== Given text ==
· · · · ·

The Feast of Santo Tomas by Sara Wright


This morning I went up to the village plaza in Abiquiu to watch the dancers parade around the church with their saint who is also honored at this village festival held every year at the end of November.

This is one of the two Native American festivals that is honored each year by the genizaros who are mixed Spanish and American Indian people who embrace and practice the Catholicism that was once forced upon them.

This eclectic community is made up of descendants of Native American slaves. Those captured in warfare were brought here, converted to Catholicism, taught Spanish and held in servitude by New Mexican families. The young women and female children endured the usual atrocities perpetuated on captive females including rape at the hands of their captors. Some New Mexican male genizaros gained their freedom by serving as soldiers to defend frontier villages like Abiquiu from Indian raids. By the late 1700s, genizaros comprised one-third of the population of New Mexico. Ultimately these non – tribal peoples were assimilated into New Mexican culture.

· · · · ·

== The task ==
Resume the piece on the Feast of Santo Tomas in Abiquiu, writing on from its last sentence about the genizaros being assimilated into New Mexican culture.

== Data supplied ==
· · · · ·

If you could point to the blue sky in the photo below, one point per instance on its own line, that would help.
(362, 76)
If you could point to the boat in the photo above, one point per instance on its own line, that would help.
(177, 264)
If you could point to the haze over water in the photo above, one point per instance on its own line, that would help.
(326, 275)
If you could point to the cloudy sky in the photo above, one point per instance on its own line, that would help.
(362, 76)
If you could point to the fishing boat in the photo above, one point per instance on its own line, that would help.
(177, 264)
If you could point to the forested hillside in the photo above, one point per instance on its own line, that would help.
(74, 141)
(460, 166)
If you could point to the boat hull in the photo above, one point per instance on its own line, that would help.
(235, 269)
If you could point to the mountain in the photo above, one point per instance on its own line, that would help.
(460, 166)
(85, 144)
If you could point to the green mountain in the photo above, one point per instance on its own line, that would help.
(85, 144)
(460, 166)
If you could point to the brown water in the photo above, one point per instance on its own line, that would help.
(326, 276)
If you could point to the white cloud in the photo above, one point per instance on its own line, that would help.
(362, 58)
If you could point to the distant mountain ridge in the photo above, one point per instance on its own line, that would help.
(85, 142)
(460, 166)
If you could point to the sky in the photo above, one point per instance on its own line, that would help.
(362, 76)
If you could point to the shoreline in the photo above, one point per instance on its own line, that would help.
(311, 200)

· · · · ·

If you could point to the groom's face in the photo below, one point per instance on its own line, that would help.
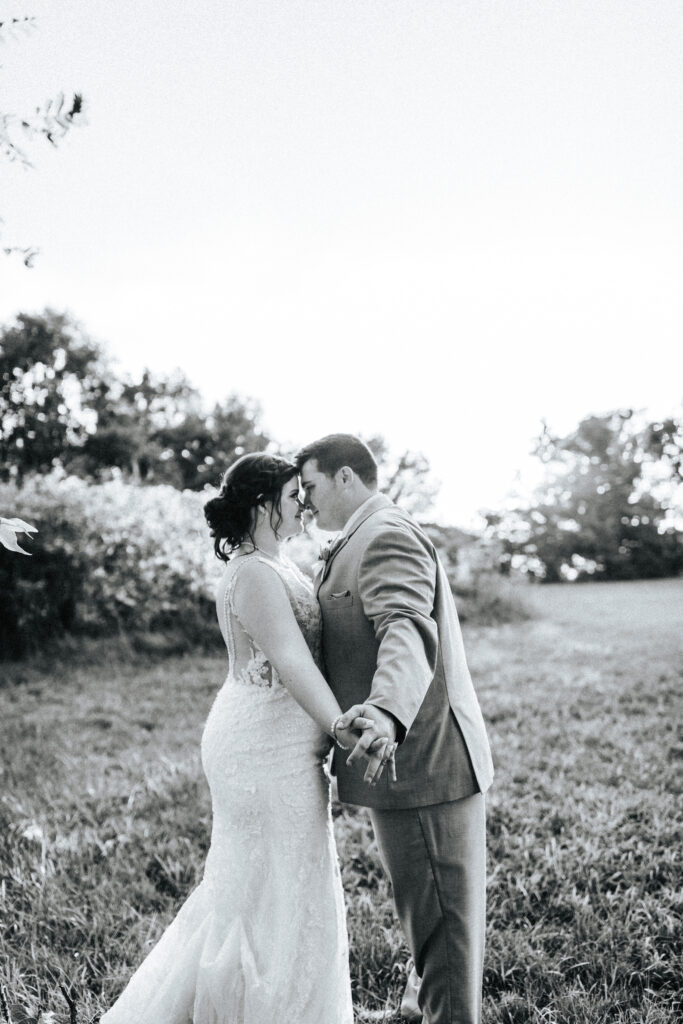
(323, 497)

· · · · ·

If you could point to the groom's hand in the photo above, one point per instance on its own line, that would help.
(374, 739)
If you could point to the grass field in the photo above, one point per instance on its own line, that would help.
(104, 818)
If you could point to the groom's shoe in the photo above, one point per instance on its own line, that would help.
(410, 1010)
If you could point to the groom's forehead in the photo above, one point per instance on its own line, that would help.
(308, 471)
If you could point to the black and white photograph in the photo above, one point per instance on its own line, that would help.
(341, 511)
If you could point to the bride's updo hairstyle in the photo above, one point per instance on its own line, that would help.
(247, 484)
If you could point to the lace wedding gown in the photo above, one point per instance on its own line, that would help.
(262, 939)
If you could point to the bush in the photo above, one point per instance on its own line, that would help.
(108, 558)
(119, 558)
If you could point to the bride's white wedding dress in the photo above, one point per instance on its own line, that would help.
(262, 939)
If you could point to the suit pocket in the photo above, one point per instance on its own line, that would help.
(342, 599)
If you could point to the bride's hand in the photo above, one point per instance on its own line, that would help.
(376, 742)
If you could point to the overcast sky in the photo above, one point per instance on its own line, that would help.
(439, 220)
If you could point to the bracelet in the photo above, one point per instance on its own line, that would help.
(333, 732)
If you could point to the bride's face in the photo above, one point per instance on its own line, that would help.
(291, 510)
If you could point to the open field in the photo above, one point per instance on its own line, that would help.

· · · · ·

== Task output ==
The dances are beautiful to witness with the smallest female children dressed in predominantly white regalia some wearing a rainbow of ribbons, the young girls were dressed in red and white and had red circles of war paint inscribed on their cheeks, some of the older women also wore red, many carried turkey or eagle feathers in their hands. Most wore face paint.

As the church bells rang out signaling the end of mass the dancers emerged to the sound of the drums as they circled the church and danced in the plaza. A single gunshot rang out repeatedly throughout the ceremony. Dexter, pictured above in full regalia, led the dancing along with Maurice who footwork defies description. I think of Maurice as a bird who flies through the air only touching the ground momentarily with moccasined feet. Drumming, a repetitive refrain that can produce a light trance in those that are sensitive to the vibrations, the shaking of seeded gourd rattles and ankle bells were followed by what sounded like war cries that split the air.

This celebration has a very dark side to it and yet the participants were joyous, and it is clear that everyone had fun. Pictures are taken by everyone. A potluck lunch followed.

The wind was so intense that I decided to go home to get out of the cold feeling satisfied because I had witnessed the heart of this festival which honors Indigenous peoples as slaves who endured unspeakable treatment at the hands of their captors.

May the genizaros live on!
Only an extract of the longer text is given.